**Given instruction**
Please return each line below that contains the word "outline". Case counts.
-- start Stored rows --
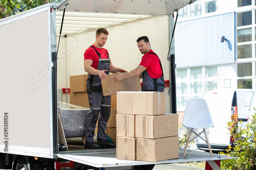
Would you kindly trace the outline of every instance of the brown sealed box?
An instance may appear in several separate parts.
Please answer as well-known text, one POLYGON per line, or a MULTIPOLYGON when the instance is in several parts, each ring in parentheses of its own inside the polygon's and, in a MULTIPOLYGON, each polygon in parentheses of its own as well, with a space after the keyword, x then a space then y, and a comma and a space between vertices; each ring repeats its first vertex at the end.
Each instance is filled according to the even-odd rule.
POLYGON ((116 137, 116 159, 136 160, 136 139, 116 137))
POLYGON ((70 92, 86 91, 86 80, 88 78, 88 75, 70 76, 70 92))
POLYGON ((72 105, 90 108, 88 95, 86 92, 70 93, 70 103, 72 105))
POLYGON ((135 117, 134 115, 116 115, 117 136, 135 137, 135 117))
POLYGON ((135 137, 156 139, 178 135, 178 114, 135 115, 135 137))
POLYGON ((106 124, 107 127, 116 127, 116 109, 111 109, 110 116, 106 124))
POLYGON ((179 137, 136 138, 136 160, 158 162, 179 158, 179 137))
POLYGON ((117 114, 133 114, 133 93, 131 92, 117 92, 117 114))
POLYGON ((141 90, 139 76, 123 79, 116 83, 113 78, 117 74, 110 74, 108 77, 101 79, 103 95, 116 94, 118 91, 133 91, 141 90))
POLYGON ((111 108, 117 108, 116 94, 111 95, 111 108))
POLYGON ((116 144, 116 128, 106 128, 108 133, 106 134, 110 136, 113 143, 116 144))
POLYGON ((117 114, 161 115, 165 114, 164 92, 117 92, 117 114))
-- end Stored rows --
-- start Stored rows --
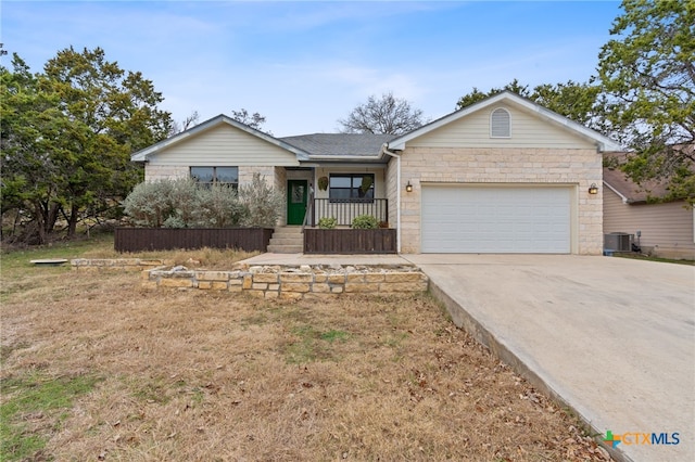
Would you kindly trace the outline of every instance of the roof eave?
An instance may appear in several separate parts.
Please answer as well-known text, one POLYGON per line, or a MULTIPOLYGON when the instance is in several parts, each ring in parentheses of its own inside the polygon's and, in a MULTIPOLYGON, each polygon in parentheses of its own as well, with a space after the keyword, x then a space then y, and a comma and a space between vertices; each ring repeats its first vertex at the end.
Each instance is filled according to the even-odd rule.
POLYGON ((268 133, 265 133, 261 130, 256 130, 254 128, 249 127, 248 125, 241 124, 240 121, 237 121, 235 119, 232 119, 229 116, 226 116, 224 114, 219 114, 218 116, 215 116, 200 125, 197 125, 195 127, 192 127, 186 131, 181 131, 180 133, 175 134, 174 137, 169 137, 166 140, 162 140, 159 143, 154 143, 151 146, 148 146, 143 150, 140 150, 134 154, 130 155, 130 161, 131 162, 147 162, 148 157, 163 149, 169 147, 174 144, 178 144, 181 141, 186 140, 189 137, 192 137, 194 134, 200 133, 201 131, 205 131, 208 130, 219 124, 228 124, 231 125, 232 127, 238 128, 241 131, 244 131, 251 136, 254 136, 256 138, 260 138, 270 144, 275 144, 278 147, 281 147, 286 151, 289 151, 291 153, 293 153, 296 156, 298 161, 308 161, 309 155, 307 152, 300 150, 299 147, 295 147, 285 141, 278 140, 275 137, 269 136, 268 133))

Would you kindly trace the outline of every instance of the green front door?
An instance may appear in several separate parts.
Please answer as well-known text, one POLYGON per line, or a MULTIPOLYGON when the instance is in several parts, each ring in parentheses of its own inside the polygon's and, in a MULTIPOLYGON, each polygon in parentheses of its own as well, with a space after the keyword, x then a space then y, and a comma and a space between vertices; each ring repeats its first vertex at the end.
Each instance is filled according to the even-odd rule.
-- end Stored rows --
-- start Stored rows --
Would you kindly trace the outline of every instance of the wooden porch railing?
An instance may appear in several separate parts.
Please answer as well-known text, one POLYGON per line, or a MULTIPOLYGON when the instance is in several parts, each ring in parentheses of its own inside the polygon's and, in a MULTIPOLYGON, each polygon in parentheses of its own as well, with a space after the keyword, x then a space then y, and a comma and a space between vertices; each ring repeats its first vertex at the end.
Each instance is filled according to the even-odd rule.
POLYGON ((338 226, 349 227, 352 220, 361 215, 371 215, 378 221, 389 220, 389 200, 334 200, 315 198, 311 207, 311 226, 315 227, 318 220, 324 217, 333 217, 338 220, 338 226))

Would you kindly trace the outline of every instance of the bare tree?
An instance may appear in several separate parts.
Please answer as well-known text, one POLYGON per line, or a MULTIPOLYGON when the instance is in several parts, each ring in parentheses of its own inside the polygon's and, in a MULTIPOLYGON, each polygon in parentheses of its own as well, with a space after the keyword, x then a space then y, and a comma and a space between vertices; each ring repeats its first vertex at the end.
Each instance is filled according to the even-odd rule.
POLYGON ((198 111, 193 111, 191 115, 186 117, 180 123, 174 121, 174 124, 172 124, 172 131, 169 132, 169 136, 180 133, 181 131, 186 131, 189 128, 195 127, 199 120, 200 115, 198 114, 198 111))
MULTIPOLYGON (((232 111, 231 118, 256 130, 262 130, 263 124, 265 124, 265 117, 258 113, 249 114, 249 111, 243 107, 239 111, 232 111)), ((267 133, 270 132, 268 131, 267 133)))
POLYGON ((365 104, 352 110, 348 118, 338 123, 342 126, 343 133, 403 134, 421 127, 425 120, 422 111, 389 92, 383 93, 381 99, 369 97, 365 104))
-- end Stored rows --
**Task result**
Would you kindly trace the outline of every instance of the brown sealed box?
Would you kindly trace the outline of every instance of the roof eave?
Would you kindly trace the outline of every instance of the green front door?
Would you kindly trace the outline of every instance of the wooden porch railing?
Would you kindly trace the outline of every instance of the bare tree?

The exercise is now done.